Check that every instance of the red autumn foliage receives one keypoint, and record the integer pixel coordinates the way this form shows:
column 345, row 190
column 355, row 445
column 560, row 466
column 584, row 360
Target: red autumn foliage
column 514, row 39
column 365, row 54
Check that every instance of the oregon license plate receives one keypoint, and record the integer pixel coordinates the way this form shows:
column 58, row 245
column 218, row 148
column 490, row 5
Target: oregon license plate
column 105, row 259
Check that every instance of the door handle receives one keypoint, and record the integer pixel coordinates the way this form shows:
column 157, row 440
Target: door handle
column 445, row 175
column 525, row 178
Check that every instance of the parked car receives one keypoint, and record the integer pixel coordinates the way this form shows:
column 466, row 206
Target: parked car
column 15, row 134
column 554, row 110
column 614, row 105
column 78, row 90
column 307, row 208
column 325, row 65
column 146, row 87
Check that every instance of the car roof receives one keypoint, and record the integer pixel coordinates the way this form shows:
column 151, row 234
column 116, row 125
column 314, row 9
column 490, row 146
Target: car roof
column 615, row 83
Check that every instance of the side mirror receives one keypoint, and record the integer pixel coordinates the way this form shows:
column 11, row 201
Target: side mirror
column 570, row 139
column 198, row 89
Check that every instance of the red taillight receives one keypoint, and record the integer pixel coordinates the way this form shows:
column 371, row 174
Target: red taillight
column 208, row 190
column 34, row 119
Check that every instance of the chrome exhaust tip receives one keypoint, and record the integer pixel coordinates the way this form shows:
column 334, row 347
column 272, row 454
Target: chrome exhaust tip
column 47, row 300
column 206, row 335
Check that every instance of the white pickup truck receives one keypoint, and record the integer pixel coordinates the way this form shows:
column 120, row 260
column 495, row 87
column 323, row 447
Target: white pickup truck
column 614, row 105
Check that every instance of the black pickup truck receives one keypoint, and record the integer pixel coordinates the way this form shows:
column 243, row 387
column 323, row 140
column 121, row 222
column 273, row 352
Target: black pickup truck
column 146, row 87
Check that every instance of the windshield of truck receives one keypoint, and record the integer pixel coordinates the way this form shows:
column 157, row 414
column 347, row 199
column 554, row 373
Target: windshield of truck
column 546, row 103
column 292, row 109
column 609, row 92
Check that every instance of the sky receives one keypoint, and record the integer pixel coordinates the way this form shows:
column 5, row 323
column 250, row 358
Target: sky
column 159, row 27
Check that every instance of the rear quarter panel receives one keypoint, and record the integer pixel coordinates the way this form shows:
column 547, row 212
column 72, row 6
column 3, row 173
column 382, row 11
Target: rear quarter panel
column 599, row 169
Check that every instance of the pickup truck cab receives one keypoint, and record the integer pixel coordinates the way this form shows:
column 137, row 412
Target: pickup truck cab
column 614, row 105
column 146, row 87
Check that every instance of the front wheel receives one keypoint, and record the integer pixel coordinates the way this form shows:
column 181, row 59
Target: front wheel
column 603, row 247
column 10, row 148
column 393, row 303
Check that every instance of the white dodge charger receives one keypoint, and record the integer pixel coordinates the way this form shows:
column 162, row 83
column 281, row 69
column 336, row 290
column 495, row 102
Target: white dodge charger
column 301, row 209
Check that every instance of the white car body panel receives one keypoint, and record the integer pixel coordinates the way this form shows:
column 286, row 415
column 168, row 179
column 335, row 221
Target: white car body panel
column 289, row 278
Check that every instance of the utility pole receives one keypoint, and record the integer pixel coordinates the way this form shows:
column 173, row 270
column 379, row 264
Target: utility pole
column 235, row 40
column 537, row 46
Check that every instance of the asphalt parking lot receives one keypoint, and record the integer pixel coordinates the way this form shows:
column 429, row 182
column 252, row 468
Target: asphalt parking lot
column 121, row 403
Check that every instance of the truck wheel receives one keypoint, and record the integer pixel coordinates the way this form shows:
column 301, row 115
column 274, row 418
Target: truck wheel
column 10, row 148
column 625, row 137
——————————
### Set task
Write out all of the records above again, substituting "marker" for every "keypoint" and leaving everything else unchanged.

### Result of the exercise
Check that every instance of the red autumn foliage receives one marker, and record the integer pixel coordinates the way this form shows:
column 345, row 190
column 355, row 445
column 560, row 466
column 584, row 360
Target: red autumn foliage
column 514, row 39
column 365, row 54
Check that every instance of the oregon license plate receives one marker, and record the integer pixel coordinates the way this form shows:
column 58, row 245
column 218, row 148
column 490, row 5
Target: oregon license plate
column 105, row 259
Check that every instance of the door handle receives one marker, and record the integer pixel coordinates the way this form shows:
column 157, row 440
Target: door handle
column 445, row 175
column 525, row 178
Check that every instance of the parked car receives one marker, and record the integer pixel coordinates the way this form shows:
column 466, row 206
Target: parked car
column 15, row 134
column 554, row 110
column 614, row 105
column 78, row 90
column 307, row 208
column 325, row 65
column 146, row 87
Check that every instance of the car roof receives one marker, and record the integer pixel coordinates the way this form shows:
column 151, row 234
column 116, row 125
column 314, row 9
column 490, row 146
Target: car roof
column 615, row 83
Check that every instance of the side mirror receives one marker, and record the integer pixel coordinates the way this form shows:
column 11, row 201
Target: side mirror
column 570, row 139
column 198, row 89
Check that every instance of the red taillight receives one marker, and record the integer pixel coordinates the way this form shows:
column 371, row 174
Target: red taillight
column 208, row 190
column 34, row 119
Check that every instance of the chrome exhaust tip receives one marker, and record the integer pixel coordinates the way this form shows:
column 334, row 347
column 272, row 454
Target: chrome exhaust tip
column 47, row 300
column 206, row 335
Check that every instance of the white pickup truck receives one marker, and record the integer pixel coordinates the way this form shows:
column 120, row 260
column 495, row 87
column 323, row 447
Target: white pickup truck
column 614, row 105
Check that every instance of the black pickup truck receives one marker, and record the integer pixel coordinates the way this form shows:
column 243, row 387
column 323, row 140
column 121, row 222
column 273, row 352
Target: black pickup truck
column 146, row 87
Check that every instance of the windshield of truck receives one marker, and record the integer pixel coordinates the way this form shows:
column 157, row 414
column 347, row 199
column 554, row 373
Target: windshield of truck
column 546, row 103
column 292, row 109
column 609, row 92
Check that every instance of the sky receives one marker, and record the integer pixel coordinates the way this form shows:
column 5, row 323
column 250, row 358
Target: sky
column 159, row 27
Check that every instance of the rear quarter panel receives one marker, and record the integer pixel coordinates the way this form shows:
column 547, row 212
column 72, row 6
column 3, row 173
column 382, row 11
Target: rear quarter panel
column 599, row 169
Check that every instance of the pickup truck cab receives one marker, and record the integer pixel coordinates the way this form shows:
column 137, row 412
Target: pickup truck cab
column 614, row 105
column 146, row 87
Check that every instance of the front wheel receives one marker, and record the integer pixel coordinates the way this form shows:
column 181, row 59
Target: front wheel
column 603, row 247
column 10, row 148
column 393, row 303
Check that every instance of the white dodge charger receives one marker, and record the integer pixel coordinates the way this form shows:
column 162, row 83
column 281, row 69
column 336, row 290
column 495, row 102
Target: white dodge charger
column 301, row 209
Check that every instance of the white car body panel receives one marker, and record the integer pixel coordinates the way this form shows:
column 286, row 415
column 168, row 179
column 335, row 221
Target: white car body panel
column 289, row 278
Check that every instance of the utility pole receives one marker, and record the integer pixel coordinates the way this form shows:
column 173, row 270
column 379, row 264
Target: utility pole
column 235, row 40
column 537, row 46
Check that every instance of the asphalt parking lot receives one marker, and record the integer pixel coordinates the way this form shows:
column 429, row 182
column 252, row 468
Target: asphalt parking lot
column 121, row 403
Check that every instance of the truck wheel receives one marker, and record the integer pixel coordinates the way this form shows:
column 301, row 115
column 274, row 418
Target: truck wheel
column 10, row 148
column 625, row 137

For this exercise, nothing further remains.